TASK PROMPT: Retype the records that come next, word for word.

------------------------------------------------------------

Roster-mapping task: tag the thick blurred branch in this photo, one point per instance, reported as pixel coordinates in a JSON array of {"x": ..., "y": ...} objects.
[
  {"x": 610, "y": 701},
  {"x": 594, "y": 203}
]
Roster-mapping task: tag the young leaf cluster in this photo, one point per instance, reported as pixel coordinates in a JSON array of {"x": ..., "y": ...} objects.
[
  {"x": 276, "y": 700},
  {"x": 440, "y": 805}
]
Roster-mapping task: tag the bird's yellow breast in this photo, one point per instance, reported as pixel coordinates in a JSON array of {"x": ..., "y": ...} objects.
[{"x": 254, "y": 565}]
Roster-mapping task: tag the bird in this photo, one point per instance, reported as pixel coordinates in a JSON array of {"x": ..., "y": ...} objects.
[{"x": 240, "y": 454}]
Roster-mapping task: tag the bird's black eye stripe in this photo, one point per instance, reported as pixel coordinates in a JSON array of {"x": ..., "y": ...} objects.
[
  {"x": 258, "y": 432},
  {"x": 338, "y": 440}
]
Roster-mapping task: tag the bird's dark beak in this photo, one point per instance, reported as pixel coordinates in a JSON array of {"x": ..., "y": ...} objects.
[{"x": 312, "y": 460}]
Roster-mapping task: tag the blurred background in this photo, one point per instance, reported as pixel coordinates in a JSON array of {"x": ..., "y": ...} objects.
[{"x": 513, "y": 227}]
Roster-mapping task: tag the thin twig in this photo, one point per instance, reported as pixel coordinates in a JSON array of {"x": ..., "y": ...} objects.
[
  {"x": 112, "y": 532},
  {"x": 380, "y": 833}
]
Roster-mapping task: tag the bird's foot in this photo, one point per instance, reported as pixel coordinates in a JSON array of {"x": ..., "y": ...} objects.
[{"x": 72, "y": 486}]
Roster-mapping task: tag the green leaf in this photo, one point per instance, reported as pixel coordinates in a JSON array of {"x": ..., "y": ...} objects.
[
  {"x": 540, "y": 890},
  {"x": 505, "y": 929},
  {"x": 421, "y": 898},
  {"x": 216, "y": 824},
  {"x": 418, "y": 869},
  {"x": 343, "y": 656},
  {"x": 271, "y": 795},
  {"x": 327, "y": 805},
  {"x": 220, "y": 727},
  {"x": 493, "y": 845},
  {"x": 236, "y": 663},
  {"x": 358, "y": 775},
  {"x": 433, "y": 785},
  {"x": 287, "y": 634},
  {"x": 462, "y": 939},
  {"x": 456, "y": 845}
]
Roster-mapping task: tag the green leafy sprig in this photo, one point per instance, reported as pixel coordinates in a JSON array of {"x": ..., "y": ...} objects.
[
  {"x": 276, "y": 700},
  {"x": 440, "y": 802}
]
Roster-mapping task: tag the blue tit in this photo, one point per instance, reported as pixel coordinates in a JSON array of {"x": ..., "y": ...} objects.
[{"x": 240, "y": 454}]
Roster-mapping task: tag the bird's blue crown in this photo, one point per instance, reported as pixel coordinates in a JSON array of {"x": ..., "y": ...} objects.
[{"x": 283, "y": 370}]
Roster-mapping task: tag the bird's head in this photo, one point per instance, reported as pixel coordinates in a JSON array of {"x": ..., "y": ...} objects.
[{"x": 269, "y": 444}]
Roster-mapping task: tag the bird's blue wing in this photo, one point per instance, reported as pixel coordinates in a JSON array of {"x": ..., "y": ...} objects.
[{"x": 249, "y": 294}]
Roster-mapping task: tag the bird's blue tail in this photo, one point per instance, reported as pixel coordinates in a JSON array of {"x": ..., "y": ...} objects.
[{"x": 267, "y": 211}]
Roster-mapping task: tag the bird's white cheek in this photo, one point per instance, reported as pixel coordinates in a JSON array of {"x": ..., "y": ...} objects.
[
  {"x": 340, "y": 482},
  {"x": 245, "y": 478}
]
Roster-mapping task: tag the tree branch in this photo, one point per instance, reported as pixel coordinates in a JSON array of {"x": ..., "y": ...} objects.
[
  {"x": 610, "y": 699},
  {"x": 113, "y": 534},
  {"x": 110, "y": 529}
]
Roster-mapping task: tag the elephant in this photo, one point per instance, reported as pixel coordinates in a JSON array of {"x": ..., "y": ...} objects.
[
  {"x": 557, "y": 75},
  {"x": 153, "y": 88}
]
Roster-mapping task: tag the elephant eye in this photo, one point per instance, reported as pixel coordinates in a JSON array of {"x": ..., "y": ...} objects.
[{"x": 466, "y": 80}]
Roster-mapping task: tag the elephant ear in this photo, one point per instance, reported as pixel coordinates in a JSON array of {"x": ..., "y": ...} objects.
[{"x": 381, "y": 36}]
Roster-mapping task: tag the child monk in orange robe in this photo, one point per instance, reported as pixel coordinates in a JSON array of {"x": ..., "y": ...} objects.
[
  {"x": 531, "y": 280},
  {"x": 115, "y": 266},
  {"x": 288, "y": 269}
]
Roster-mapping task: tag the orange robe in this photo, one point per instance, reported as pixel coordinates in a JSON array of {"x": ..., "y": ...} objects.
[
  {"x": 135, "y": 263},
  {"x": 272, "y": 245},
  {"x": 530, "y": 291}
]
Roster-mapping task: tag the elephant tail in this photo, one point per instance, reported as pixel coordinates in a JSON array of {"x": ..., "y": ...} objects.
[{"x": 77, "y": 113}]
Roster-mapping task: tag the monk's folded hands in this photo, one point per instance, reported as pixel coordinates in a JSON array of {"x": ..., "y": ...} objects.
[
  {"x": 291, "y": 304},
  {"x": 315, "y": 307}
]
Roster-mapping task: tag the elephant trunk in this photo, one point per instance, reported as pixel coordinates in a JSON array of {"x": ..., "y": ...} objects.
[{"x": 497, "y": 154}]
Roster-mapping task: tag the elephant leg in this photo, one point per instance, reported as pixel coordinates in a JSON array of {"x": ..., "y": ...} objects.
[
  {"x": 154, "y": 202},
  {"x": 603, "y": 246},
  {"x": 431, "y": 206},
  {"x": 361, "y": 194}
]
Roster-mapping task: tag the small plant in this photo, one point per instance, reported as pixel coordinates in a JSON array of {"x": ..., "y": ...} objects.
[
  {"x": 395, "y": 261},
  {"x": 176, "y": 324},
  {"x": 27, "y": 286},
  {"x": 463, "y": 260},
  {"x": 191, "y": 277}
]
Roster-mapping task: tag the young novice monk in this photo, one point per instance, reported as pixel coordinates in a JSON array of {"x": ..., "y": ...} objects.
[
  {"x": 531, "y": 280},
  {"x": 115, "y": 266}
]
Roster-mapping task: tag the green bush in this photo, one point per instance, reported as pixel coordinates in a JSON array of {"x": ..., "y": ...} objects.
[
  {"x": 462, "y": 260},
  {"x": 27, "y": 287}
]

------------------------------------------------------------

OUTPUT FOR THIS TASK:
Roster-mapping task: tag the thick blurred branch in this photo, one point per instance, reported as pixel coordinates in a JSON array of {"x": ..., "y": ...} objects.
[
  {"x": 610, "y": 701},
  {"x": 594, "y": 203}
]
Roster-mapping task: tag the young leaf cluster in this photo, one point per instance, reported as pixel coordinates in a JSON array of {"x": ..., "y": ...} objects.
[
  {"x": 276, "y": 700},
  {"x": 440, "y": 805}
]
Roster-mapping task: tag the bird's yellow breast in this photo, one point per instance, reported as pixel coordinates in a JSON array of {"x": ..., "y": ...} objects.
[{"x": 254, "y": 565}]
Roster-mapping task: tag the bird in this photo, one point per instance, reported as pixel coordinates in a JSON array of {"x": ..., "y": ...} objects.
[{"x": 240, "y": 454}]
Roster-mapping task: tag the bird's black eye stripe in this photo, one point per instance, reported as pixel coordinates in a JSON array of {"x": ..., "y": ...} objects.
[
  {"x": 258, "y": 432},
  {"x": 338, "y": 440}
]
Roster-mapping task: tag the bird's dark beak in this photo, one point per instance, reported as pixel coordinates in a JSON array of {"x": ..., "y": ...} objects.
[{"x": 312, "y": 460}]
Roster-mapping task: tag the blurred background in this photo, one point per instance, reported as pixel coordinates in a JSON array of {"x": ..., "y": ...} objects.
[{"x": 513, "y": 227}]
Roster-mapping task: tag the thin twig in this photo, one point per instance, reported as pixel coordinates in a JSON array of {"x": ..., "y": ...} objects.
[
  {"x": 112, "y": 532},
  {"x": 380, "y": 833}
]
Roster-mapping task: tag the bird's foot in this photo, one point per instance, reported as pixel coordinates in a JSON array of {"x": ..., "y": ...} objects.
[{"x": 72, "y": 486}]
Roster-mapping task: tag the green leaf in this photo, one point per instance, reported as pixel coordinates in a JSON array of {"x": ..., "y": ...} objects.
[
  {"x": 540, "y": 890},
  {"x": 505, "y": 929},
  {"x": 421, "y": 898},
  {"x": 216, "y": 824},
  {"x": 418, "y": 869},
  {"x": 343, "y": 656},
  {"x": 271, "y": 795},
  {"x": 327, "y": 805},
  {"x": 220, "y": 727},
  {"x": 493, "y": 845},
  {"x": 236, "y": 663},
  {"x": 358, "y": 775},
  {"x": 433, "y": 785},
  {"x": 287, "y": 634},
  {"x": 462, "y": 939},
  {"x": 456, "y": 845}
]
Roster-mapping task: tag the green leafy sprig in this photo, one point per instance, reported as pixel coordinates in a JSON array of {"x": ..., "y": ...} objects.
[
  {"x": 276, "y": 700},
  {"x": 440, "y": 802}
]
Roster-mapping task: tag the blue tit in this photo, one point per instance, reported as pixel coordinates in a JSON array of {"x": ..., "y": ...} objects.
[{"x": 240, "y": 454}]
Roster-mapping task: tag the bird's blue crown in this photo, one point per instance, reported as pixel coordinates in a JSON array of {"x": ..., "y": ...} objects.
[{"x": 283, "y": 370}]
Roster-mapping task: tag the bird's head in this photo, one point per instance, reported as pixel coordinates in a JSON array of {"x": ..., "y": ...} objects.
[{"x": 269, "y": 444}]
Roster-mapping task: tag the bird's blue wing in this photo, one point per instance, reported as pixel coordinates in a JSON array of {"x": ..., "y": ...} objects.
[{"x": 249, "y": 294}]
Roster-mapping task: tag the bird's blue tail in this photo, one point per instance, reported as pixel coordinates in a JSON array of {"x": ..., "y": ...} objects.
[{"x": 267, "y": 211}]
Roster-mapping task: tag the bird's white cheek in this photo, one point per instance, reported as pixel coordinates in a JSON array of {"x": ..., "y": ...} objects.
[
  {"x": 340, "y": 482},
  {"x": 245, "y": 478}
]
Roster-mapping task: tag the tree branch in this photo, one point per instance, reported as pixel coordinates in a JSON array of {"x": ..., "y": ...} objects.
[
  {"x": 610, "y": 699},
  {"x": 113, "y": 534},
  {"x": 110, "y": 529}
]
Roster-mapping task: tag the elephant in this photo, one point per instance, reported as pixel coordinates in a JSON array of {"x": ..., "y": ...} objects.
[
  {"x": 557, "y": 75},
  {"x": 153, "y": 88}
]
Roster-mapping task: tag the elephant eye in this photo, one point per instance, reported as pixel coordinates in a JSON array of {"x": ..., "y": ...} objects.
[{"x": 466, "y": 80}]
Roster-mapping task: tag the elephant ear in this photo, one point per instance, reported as pixel coordinates in a JSON array of {"x": ..., "y": ...} objects.
[{"x": 381, "y": 36}]
Roster-mapping task: tag the child monk in orange robe in this photo, one point per instance, reported as pixel coordinates in a JSON array of {"x": ..., "y": ...} objects.
[
  {"x": 531, "y": 280},
  {"x": 115, "y": 266},
  {"x": 288, "y": 269}
]
Roster-mapping task: tag the orange robe in this photo, one point per instance, reported as pixel coordinates in a JSON array of {"x": ..., "y": ...} objects.
[
  {"x": 135, "y": 263},
  {"x": 272, "y": 245},
  {"x": 530, "y": 291}
]
Roster-mapping task: tag the elephant tail in this photo, one point per instance, reported as pixel coordinates in a JSON array of {"x": ..., "y": ...} objects.
[{"x": 77, "y": 113}]
Roster-mapping task: tag the monk's folded hands in this photo, one point per instance, reported as pixel coordinates in a JSON array of {"x": ..., "y": ...} objects.
[
  {"x": 291, "y": 304},
  {"x": 315, "y": 307}
]
Roster-mapping task: tag the elephant trunk in this photo, one point per instance, reported as pixel coordinates in a JSON array of {"x": ..., "y": ...} objects.
[{"x": 497, "y": 154}]
Roster-mapping task: tag the elephant leg in this photo, one point per instance, reported as pixel coordinates in a JSON array of {"x": ..., "y": ...} objects.
[
  {"x": 154, "y": 202},
  {"x": 603, "y": 246},
  {"x": 431, "y": 206},
  {"x": 361, "y": 194}
]
Roster-mapping task: tag the small plant in this photo, one point per instance, reported as pixel coordinates in a JSON array of {"x": ..., "y": ...} objects.
[
  {"x": 395, "y": 261},
  {"x": 176, "y": 324},
  {"x": 27, "y": 286},
  {"x": 463, "y": 260},
  {"x": 191, "y": 277}
]
Roster-mapping task: tag the young novice monk in this photo, one point per instance, reported as pixel coordinates in a JSON array of {"x": ..., "y": ...} objects.
[
  {"x": 531, "y": 280},
  {"x": 115, "y": 266}
]
Roster-mapping task: tag the green bush in this photo, one point per instance, reported as pixel coordinates in a JSON array of {"x": ..., "y": ...} objects.
[
  {"x": 462, "y": 260},
  {"x": 27, "y": 287}
]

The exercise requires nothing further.